◆ Exercise directions
Copy all of the records below verbatim, line for line, without changing anything.

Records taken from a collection

+ + + + + + +

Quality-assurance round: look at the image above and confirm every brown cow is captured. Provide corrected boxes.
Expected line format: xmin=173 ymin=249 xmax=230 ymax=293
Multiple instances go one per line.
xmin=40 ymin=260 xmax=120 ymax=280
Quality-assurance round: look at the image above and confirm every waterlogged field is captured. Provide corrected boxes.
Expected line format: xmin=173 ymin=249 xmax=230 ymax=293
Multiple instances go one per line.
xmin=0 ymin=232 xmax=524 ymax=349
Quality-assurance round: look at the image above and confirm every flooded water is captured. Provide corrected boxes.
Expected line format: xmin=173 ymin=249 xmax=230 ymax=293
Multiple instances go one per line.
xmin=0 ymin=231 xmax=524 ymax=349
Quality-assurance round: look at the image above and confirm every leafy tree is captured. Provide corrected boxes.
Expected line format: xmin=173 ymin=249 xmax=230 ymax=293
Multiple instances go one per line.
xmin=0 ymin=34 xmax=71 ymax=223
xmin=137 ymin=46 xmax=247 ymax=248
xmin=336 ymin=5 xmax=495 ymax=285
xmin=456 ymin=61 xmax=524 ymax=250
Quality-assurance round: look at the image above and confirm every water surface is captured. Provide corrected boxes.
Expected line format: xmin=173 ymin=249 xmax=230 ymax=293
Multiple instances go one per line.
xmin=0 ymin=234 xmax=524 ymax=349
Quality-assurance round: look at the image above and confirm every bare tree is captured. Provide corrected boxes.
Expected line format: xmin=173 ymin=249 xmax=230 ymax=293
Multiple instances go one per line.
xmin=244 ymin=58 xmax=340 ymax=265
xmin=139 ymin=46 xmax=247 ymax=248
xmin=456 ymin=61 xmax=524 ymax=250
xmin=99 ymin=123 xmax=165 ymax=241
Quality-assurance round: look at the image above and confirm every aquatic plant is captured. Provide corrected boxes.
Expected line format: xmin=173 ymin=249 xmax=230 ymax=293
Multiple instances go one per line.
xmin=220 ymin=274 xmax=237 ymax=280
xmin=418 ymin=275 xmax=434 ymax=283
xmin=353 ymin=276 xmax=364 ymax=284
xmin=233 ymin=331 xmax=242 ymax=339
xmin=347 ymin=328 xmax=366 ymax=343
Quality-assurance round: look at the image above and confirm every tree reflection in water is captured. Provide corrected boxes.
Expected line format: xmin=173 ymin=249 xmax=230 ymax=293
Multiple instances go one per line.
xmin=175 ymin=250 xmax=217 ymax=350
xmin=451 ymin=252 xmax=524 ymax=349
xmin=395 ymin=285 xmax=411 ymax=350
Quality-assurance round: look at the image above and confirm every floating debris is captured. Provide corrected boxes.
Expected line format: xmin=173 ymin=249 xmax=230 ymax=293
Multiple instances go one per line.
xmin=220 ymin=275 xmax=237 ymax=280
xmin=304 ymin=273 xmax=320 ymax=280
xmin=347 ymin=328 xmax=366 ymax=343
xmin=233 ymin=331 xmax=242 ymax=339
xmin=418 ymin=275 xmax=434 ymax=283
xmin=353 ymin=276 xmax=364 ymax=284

+ + + + + + +

◆ Output below
Quality-assurance round: look at the image above and confirm every brown cow is captured. Provide corrected boxes.
Expected line format: xmin=173 ymin=249 xmax=230 ymax=293
Multiple instances go one per line.
xmin=40 ymin=260 xmax=120 ymax=280
Quality-assurance round: look at the image above and confirm every waterlogged field is captured. Provide corrected boxes.
Expected line format: xmin=173 ymin=249 xmax=230 ymax=293
Multiple instances go one per line.
xmin=0 ymin=232 xmax=524 ymax=349
Quality-assurance round: look at the image above and confirm every flooded water is captured. Provide corrected boxes.
Expected line format: xmin=173 ymin=249 xmax=230 ymax=293
Multiple instances go one per line.
xmin=0 ymin=231 xmax=524 ymax=349
Quality-assurance round: look at the image above and confirm every leafy tree is captured. Provide corrected boxes.
Expected line format: xmin=173 ymin=249 xmax=230 ymax=293
Multiple instances go one per line.
xmin=0 ymin=34 xmax=71 ymax=223
xmin=137 ymin=46 xmax=247 ymax=248
xmin=336 ymin=5 xmax=495 ymax=285
xmin=456 ymin=61 xmax=524 ymax=250
Quality-assurance round: look at the image above and confirm every water surface is captured. Provide corrected boxes.
Expected line format: xmin=173 ymin=249 xmax=230 ymax=293
Multiple instances go one per line.
xmin=0 ymin=234 xmax=524 ymax=349
Quality-assurance round: look at the image above and confirm every bare tree is captured. Provide corrected boxes.
Expected line format: xmin=173 ymin=249 xmax=230 ymax=293
Multiple instances go one per line.
xmin=244 ymin=58 xmax=340 ymax=265
xmin=139 ymin=46 xmax=247 ymax=248
xmin=456 ymin=61 xmax=524 ymax=250
xmin=99 ymin=123 xmax=165 ymax=241
Quality-assurance round: look at the image above and confirm every aquatic plant is captured. Provide corrected boxes.
Expected line format: xmin=173 ymin=249 xmax=230 ymax=293
Multiple instances go one per line.
xmin=220 ymin=274 xmax=237 ymax=280
xmin=418 ymin=275 xmax=434 ymax=283
xmin=353 ymin=276 xmax=364 ymax=284
xmin=233 ymin=331 xmax=242 ymax=339
xmin=347 ymin=328 xmax=366 ymax=343
Quality-assurance round: look at the image above and confirm every tree reflection in water is captured. Provide corrected boxes.
Expected line format: xmin=173 ymin=249 xmax=230 ymax=293
Multiple instances go one per line.
xmin=175 ymin=250 xmax=217 ymax=350
xmin=451 ymin=252 xmax=524 ymax=349
xmin=395 ymin=285 xmax=411 ymax=350
Quality-assurance round: look at the image above and confirm every floating debris is captured. Provide corrected boxes.
Expected line format: xmin=173 ymin=249 xmax=230 ymax=293
Multiple instances go one per line.
xmin=220 ymin=275 xmax=237 ymax=280
xmin=304 ymin=273 xmax=320 ymax=280
xmin=347 ymin=328 xmax=366 ymax=343
xmin=233 ymin=331 xmax=242 ymax=339
xmin=418 ymin=275 xmax=434 ymax=283
xmin=353 ymin=276 xmax=364 ymax=284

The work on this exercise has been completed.